======== Records for this exercise
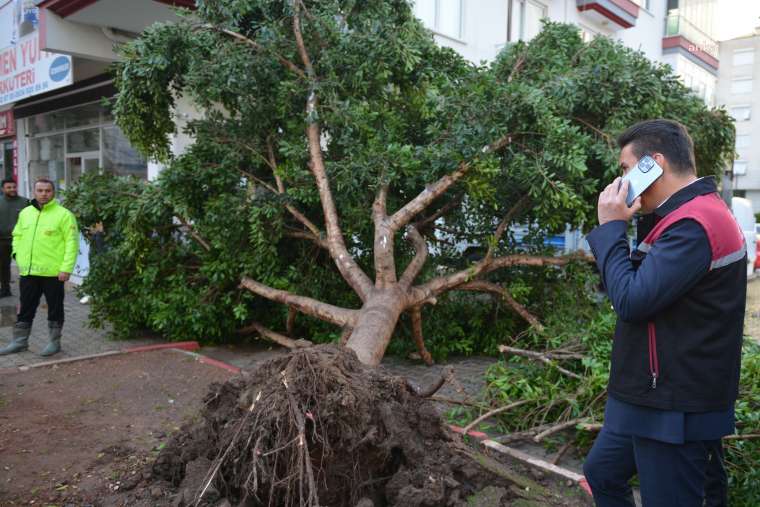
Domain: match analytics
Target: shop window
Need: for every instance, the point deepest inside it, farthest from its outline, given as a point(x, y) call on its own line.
point(49, 122)
point(83, 116)
point(740, 113)
point(743, 56)
point(119, 157)
point(83, 140)
point(46, 159)
point(441, 16)
point(742, 141)
point(743, 85)
point(528, 17)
================
Problem
Leave out all pictures, then copy the remaining material exactly.

Solution to this exercise
Domain: match analytics
Target: shop window
Need: for every instance, the point deepest inside it, farthest from its outline, given as a point(x, y) call on its own line.
point(49, 122)
point(83, 116)
point(740, 113)
point(743, 56)
point(119, 157)
point(83, 140)
point(46, 159)
point(441, 16)
point(742, 141)
point(743, 85)
point(528, 17)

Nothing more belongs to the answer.